• Testo proposto:
== == ==
La
sentenza qui riportata chiarisce un rilevante principio relativo alle istanze
avanzate dai pubblici dipendenti perché sia dichiarata la dipendenza da causa
di servizio di una loro infermità.
Gli
organismi incaricati di dichiarare tale dipendenza molto spesso si avvalgono di
clausole generiche per negarne l’esistenza.
Ma
il Consiglio di Stato, sez. VI, con sentenza del 25 07 2006 n° 4624, ha chiarito che “l’esistenza di un carattere endogeno e
costituzionale della malattia o la predisposizione ad essa non possono essere
di ostacolo all’eventuale riconoscimento della causa di servizio, dovendosi
poter escludere con certezza che il servizio abbia provocato l’episodio acuto”
Sulla
scorta di tale principio il T.A.R. della Campania, sez. I di Salerno, con sentenza
n° 2221/2013 aveva già dichiarato l’insufficienza motivazionale del
provvedimento che, per escludere il nesso eziologico tra patologia ed attività
lavorativa, si limiti ad evocare le condizioni generiche che potrebbero aver
determinato la patologia.
Infatti
“qualora sia da escludere l’esistenza,
all’origine dell’infermità, di effettivi fattori predisponenti individuali e,
nel contempo, il servizio prestato presenti oggettivi condizioni di surmenage,
la sussistenza tra la patologia e l’attività lavorativa di un nesso causale o
concausale non può che risultare accreditato, se non su un piano di certezza
(difficilmente raggiungibile in tali ipotesi), quantomeno di seria
verosimiglianza.”
Nella
fattispecie decisa dalla suddetta sentenza, “nonostante
il ricorrente avesse, nella domanda presentata, analiticamente precisato le
modalità di svolgimento del servizio tali da attribuirgli, nella sua
prospettiva, carattere particolarmente stressante, l’Amministrazione non ha
proceduto ad una congrua verifica finalizzata ad accertare (…) l’incidenza
causale o concausale sull’insorgenza della patologia de qua, limitandosi ad
affermare, del tutto tautologicamente, l’assenza di situazioni …”
In
queste ipotesi il Giudice Amministrativo rileva che, per il diniego, “la sua insufficienza motivazionale
scaturisce, in primo luogo, dalla sua palese genericità, sia perché i possibili
fattori causali alternativi di carattere individuale, tali da provocare
astrattamente l’insorgenza dell’infermità, non sono puntualmente indicati, sia
perché nessuno sforzo istruttorio o motivazionale è stato compiuto
dall’Amministrazione”.
== == ==
(Dati delle maschere di segmentazione)

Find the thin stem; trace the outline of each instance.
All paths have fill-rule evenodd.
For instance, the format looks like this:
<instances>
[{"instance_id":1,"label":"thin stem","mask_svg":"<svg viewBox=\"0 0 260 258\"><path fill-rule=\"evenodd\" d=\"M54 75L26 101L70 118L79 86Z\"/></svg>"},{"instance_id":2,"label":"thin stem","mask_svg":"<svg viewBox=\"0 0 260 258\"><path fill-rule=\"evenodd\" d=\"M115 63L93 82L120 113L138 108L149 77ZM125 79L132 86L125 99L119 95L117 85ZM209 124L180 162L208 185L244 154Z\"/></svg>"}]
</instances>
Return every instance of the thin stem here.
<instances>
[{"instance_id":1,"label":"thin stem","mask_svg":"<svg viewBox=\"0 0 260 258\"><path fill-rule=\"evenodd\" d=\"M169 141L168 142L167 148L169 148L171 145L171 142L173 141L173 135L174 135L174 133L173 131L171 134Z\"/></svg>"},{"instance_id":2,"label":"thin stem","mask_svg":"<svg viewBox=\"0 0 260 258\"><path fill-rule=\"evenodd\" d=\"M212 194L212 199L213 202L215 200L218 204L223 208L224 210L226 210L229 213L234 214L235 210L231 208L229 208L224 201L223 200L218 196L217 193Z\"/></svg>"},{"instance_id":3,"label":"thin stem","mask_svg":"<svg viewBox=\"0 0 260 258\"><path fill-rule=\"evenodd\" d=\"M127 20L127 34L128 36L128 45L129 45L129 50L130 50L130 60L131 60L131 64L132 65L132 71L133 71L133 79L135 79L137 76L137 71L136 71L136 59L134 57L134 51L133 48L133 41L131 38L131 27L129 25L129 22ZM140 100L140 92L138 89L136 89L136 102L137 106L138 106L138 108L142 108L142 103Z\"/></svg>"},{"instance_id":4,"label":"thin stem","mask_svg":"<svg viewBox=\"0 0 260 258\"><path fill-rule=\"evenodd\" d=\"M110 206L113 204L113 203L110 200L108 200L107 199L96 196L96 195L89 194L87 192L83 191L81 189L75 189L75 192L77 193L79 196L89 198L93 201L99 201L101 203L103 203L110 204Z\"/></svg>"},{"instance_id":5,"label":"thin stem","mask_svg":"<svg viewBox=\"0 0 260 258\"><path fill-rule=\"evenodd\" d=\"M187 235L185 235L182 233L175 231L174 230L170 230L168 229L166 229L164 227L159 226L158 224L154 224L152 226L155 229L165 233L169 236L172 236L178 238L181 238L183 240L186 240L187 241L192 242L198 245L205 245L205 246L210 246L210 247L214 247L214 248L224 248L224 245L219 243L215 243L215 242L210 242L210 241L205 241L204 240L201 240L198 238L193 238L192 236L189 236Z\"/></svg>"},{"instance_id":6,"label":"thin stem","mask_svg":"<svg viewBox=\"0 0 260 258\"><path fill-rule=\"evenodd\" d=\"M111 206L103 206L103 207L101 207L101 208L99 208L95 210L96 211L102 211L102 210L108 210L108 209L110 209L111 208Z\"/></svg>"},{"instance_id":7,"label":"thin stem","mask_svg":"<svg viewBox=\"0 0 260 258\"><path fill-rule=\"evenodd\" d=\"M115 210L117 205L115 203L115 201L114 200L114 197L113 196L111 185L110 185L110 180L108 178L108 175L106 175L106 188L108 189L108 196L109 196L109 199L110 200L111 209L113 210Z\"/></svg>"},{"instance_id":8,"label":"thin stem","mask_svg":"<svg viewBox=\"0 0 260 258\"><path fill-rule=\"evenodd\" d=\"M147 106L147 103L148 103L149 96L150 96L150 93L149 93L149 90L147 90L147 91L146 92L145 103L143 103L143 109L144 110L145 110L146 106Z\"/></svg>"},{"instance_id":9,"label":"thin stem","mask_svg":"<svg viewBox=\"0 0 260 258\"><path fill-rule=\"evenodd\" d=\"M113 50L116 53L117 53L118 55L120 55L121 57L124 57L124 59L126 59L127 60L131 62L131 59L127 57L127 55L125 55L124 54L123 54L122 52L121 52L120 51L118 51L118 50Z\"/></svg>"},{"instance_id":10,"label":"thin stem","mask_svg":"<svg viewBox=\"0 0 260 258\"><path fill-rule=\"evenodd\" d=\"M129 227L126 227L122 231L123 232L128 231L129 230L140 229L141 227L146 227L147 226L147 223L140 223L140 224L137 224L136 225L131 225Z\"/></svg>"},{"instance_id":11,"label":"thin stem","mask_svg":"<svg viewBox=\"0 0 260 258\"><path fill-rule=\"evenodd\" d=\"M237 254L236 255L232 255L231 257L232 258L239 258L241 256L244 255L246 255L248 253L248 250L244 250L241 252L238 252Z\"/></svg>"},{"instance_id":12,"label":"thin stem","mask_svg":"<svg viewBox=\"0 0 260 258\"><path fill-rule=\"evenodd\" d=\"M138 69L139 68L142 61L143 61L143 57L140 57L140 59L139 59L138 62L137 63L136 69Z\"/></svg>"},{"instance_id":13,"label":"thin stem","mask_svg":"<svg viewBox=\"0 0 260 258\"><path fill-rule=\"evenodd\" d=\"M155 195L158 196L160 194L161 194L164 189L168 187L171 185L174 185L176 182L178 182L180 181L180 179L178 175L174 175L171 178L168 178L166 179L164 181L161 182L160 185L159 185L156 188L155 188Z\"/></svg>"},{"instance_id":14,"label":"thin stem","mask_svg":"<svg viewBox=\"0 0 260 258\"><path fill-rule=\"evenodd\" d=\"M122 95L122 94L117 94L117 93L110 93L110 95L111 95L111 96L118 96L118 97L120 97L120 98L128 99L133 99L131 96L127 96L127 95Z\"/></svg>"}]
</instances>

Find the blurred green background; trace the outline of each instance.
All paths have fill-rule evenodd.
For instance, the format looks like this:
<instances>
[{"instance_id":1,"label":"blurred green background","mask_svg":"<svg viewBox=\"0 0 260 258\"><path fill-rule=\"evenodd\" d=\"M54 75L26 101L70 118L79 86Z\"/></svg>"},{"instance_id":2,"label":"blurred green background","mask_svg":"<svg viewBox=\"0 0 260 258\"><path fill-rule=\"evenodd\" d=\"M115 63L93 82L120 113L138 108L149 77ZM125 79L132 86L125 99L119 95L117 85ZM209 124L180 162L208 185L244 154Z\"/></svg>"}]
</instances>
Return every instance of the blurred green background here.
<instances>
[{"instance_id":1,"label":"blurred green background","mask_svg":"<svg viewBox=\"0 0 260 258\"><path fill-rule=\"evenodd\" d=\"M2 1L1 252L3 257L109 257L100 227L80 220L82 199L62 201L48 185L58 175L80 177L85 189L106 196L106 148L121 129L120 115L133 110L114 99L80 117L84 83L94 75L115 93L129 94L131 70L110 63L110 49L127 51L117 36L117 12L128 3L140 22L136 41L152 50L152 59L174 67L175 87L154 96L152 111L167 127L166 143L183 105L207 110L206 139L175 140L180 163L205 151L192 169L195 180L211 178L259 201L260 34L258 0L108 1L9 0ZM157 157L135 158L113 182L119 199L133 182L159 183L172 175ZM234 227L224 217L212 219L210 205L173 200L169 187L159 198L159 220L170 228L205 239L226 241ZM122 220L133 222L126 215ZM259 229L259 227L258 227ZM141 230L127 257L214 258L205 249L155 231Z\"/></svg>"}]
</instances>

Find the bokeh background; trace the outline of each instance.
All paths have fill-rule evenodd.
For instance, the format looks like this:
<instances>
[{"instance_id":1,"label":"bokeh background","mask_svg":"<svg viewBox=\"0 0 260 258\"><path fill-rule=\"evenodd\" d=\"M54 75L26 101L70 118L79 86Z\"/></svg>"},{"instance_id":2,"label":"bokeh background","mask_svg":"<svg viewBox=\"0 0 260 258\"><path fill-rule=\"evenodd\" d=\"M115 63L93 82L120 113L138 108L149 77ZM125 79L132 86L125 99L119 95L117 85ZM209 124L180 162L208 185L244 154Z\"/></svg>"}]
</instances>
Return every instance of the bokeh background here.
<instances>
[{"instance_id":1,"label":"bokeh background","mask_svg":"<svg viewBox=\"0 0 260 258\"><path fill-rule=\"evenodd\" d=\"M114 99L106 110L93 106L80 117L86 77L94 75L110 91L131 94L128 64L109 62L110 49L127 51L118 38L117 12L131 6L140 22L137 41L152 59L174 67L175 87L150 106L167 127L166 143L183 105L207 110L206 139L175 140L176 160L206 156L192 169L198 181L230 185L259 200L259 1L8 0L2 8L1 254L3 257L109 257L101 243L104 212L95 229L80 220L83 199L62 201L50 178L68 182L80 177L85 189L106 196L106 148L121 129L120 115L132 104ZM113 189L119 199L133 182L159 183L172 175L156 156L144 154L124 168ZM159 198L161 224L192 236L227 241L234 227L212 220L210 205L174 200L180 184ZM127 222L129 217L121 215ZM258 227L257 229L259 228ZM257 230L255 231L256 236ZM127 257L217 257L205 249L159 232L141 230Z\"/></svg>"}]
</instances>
== == ==
• Consegna:
Nel testo sulla causa di servizio, per quali ragioni il Giudice Amministrativo considera insufficiente la motivazione del diniego? Rispondi in una-tre frasi.

• Risposta:
La motivazione del diniego è insufficiente anzitutto per la sua palese genericità. Da un lato, i possibili fattori causali alternativi di carattere individuale che potrebbero aver provocato l'infermità non sono puntualmente indicati. Dall'altro, l'Amministrazione non ha compiuto alcuno sforzo istruttorio o motivazionale.